=== PROBLEM ===
Return, unchanged and in order, the lines from the one containing "point: framed wall" through the last line of the rows, both ends included.

(Pointing dataset records)
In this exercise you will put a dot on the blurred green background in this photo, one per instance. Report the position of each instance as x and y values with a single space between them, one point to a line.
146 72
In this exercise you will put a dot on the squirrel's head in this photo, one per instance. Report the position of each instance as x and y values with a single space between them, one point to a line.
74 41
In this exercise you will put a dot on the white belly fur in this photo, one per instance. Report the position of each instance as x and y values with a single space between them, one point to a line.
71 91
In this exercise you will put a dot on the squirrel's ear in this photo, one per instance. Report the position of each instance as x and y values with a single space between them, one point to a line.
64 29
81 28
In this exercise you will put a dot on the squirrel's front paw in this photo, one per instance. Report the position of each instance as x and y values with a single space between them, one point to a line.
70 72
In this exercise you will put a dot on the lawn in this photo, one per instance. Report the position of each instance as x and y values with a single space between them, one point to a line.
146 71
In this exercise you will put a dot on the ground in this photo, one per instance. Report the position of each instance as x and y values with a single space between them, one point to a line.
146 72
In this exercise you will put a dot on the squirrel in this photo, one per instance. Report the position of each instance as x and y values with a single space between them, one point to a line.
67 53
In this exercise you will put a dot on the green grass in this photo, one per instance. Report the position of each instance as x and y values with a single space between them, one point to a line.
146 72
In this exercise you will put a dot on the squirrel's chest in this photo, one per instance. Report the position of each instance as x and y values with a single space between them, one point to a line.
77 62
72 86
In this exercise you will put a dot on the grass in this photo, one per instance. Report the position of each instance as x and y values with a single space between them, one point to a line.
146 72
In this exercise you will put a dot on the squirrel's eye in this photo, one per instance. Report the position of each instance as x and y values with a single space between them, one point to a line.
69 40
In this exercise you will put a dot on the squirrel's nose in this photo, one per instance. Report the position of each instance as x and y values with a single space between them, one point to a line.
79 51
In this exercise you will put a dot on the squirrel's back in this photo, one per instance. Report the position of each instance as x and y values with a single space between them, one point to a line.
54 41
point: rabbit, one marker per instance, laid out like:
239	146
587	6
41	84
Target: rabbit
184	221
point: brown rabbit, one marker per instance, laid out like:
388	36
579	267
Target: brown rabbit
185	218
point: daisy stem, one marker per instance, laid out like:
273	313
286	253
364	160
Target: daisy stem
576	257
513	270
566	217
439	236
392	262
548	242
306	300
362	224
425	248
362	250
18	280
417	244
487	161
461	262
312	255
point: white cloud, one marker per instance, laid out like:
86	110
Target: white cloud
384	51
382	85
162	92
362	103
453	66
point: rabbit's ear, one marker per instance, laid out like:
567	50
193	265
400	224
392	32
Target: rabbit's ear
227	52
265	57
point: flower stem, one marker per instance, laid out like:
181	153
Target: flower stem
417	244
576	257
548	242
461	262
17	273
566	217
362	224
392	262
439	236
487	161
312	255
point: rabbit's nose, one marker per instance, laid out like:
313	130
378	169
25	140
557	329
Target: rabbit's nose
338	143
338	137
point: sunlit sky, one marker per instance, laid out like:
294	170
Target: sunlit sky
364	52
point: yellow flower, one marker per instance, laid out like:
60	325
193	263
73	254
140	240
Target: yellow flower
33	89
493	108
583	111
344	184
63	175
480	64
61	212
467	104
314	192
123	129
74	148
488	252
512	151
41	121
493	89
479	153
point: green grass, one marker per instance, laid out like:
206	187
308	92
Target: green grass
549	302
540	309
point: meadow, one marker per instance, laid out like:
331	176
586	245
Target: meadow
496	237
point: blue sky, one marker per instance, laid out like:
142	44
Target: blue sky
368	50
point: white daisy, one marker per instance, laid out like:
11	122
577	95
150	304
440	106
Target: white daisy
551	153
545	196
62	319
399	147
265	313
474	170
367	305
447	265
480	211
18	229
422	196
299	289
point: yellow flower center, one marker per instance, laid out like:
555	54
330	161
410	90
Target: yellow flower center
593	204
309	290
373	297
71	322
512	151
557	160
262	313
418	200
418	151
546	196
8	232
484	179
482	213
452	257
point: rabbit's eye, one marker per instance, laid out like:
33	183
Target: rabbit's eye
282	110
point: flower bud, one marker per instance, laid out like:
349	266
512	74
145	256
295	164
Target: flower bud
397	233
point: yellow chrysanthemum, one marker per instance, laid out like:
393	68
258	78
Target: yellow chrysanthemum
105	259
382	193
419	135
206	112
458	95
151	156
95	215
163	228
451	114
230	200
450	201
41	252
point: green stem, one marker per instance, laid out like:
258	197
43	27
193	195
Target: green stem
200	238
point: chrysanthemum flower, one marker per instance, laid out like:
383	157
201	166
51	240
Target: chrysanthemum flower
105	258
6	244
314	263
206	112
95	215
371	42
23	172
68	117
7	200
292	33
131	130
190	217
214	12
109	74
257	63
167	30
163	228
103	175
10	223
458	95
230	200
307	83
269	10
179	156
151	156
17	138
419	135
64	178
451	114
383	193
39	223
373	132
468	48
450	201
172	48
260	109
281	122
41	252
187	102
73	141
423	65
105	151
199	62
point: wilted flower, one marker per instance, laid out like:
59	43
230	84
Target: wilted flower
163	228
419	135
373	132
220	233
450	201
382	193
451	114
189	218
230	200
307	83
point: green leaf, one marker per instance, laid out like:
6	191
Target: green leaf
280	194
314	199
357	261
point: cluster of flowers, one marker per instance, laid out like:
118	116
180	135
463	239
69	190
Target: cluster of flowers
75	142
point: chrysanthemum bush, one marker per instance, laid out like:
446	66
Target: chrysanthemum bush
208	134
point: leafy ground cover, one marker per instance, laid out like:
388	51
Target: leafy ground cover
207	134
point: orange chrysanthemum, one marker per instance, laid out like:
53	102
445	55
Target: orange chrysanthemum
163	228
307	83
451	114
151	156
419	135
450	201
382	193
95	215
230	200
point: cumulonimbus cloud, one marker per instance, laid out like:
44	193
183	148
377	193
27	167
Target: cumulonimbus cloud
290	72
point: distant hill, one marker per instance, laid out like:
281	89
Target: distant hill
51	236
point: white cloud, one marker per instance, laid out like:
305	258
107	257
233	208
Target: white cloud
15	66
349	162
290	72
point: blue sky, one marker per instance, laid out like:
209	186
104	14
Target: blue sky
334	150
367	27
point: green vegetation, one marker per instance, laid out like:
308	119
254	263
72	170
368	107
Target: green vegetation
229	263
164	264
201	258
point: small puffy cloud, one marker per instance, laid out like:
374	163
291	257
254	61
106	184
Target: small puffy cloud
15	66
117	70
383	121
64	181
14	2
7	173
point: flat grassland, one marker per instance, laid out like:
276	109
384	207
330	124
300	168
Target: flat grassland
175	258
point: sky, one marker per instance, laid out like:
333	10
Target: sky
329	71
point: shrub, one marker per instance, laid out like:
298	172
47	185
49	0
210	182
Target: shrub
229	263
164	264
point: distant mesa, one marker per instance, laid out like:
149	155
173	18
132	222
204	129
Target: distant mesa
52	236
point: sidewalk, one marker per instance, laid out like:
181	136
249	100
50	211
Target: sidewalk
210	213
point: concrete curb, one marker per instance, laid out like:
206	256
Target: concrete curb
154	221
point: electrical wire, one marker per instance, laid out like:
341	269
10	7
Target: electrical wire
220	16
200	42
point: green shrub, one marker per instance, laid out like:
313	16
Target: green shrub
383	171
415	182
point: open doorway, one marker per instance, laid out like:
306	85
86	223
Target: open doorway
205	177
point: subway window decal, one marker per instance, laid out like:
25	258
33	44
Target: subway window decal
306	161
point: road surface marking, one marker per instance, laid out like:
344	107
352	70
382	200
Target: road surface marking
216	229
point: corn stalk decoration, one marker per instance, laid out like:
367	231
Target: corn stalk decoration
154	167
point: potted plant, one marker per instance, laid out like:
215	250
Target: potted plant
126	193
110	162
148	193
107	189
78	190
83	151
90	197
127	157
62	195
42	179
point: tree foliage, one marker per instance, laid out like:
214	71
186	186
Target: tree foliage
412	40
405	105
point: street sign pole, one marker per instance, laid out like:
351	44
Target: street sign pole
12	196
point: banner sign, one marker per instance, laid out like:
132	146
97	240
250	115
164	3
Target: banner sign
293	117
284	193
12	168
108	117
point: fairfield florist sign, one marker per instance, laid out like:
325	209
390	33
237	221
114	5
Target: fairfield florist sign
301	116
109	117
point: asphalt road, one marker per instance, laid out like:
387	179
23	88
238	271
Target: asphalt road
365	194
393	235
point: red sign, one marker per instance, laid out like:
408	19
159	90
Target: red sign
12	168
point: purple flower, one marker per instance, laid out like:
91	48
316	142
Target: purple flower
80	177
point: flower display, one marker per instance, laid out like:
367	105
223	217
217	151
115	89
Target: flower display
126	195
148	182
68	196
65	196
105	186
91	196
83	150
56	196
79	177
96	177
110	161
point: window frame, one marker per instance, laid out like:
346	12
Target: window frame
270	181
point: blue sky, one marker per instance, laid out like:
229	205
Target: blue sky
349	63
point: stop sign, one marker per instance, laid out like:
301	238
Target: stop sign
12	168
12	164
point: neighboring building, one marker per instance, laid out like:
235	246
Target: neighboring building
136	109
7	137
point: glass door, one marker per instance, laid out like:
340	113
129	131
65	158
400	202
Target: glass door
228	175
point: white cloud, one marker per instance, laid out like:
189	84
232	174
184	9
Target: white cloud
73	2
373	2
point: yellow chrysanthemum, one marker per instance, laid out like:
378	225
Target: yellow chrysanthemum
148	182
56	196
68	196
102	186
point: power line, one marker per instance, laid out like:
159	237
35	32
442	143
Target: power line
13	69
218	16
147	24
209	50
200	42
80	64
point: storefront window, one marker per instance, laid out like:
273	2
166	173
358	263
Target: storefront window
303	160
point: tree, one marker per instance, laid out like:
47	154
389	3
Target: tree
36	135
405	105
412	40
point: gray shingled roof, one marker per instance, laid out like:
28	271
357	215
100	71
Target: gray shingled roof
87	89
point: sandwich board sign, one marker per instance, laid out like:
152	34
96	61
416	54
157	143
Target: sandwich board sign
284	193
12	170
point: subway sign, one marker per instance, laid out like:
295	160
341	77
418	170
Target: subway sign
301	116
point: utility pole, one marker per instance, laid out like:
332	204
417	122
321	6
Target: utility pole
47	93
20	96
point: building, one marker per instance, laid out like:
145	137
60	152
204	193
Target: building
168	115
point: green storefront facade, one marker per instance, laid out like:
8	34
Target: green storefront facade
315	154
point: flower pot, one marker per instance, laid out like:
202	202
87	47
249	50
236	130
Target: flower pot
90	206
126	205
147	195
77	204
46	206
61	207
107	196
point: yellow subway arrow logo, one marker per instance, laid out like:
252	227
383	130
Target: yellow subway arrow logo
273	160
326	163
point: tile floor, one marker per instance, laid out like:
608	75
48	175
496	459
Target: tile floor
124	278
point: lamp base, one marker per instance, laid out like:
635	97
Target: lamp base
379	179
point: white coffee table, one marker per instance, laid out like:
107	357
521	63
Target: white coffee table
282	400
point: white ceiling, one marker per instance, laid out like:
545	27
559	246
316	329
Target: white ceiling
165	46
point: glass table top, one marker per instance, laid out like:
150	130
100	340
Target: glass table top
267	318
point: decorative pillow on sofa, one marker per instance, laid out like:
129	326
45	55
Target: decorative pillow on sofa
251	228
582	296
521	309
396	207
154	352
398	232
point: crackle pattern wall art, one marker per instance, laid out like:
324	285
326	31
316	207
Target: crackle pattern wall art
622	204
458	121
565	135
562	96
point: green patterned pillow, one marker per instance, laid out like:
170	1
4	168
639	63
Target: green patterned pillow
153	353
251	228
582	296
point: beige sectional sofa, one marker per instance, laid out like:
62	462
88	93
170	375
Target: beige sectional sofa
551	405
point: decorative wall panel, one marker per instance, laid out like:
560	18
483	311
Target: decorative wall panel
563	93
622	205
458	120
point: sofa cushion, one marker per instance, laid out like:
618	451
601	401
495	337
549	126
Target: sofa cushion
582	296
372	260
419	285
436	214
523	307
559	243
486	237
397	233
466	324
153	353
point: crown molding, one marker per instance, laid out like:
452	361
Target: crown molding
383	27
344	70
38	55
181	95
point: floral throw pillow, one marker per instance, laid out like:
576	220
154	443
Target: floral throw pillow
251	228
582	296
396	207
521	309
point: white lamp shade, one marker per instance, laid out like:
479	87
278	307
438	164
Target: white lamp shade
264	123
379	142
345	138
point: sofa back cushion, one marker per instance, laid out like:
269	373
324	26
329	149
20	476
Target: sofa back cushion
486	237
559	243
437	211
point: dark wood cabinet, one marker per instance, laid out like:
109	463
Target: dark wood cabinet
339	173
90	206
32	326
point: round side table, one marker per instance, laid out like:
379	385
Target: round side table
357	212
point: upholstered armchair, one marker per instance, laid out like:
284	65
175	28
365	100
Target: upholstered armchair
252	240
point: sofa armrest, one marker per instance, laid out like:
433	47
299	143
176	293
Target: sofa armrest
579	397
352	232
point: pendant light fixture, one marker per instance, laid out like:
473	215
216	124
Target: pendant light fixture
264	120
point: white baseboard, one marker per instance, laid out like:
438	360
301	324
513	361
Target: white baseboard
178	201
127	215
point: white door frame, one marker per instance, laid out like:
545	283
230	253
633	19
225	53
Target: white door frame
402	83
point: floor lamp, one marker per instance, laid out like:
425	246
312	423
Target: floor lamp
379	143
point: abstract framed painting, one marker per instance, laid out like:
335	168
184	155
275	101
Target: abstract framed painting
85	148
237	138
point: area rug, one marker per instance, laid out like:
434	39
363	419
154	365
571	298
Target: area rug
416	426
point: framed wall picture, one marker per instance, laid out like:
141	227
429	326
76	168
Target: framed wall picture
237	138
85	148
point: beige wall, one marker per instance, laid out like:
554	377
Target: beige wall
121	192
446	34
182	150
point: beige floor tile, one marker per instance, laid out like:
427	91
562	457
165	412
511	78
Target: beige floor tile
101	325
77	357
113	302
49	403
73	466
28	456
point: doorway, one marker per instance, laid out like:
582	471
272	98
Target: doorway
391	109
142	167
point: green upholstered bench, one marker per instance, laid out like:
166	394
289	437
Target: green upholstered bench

=== ANSWER IN FULL ===
point: framed wall picture, one marker per instance, laid out like:
141	227
429	326
76	168
Target: framed wall picture
237	138
85	148
point: beige wall, one marker per instance, laid out like:
554	377
Target: beige wall
121	192
446	34
182	150
point: beige floor tile, one marker per instance, laid out like:
427	91
562	457
165	412
511	78
Target: beige floor tile
101	325
77	357
113	302
49	403
73	466
28	456
point: doorway, one marker per instance, laid out like:
582	471
272	98
Target: doorway
391	109
142	167
point: green upholstered bench, one marker per instance, laid out like:
166	394
289	437
Target: green upholstered bench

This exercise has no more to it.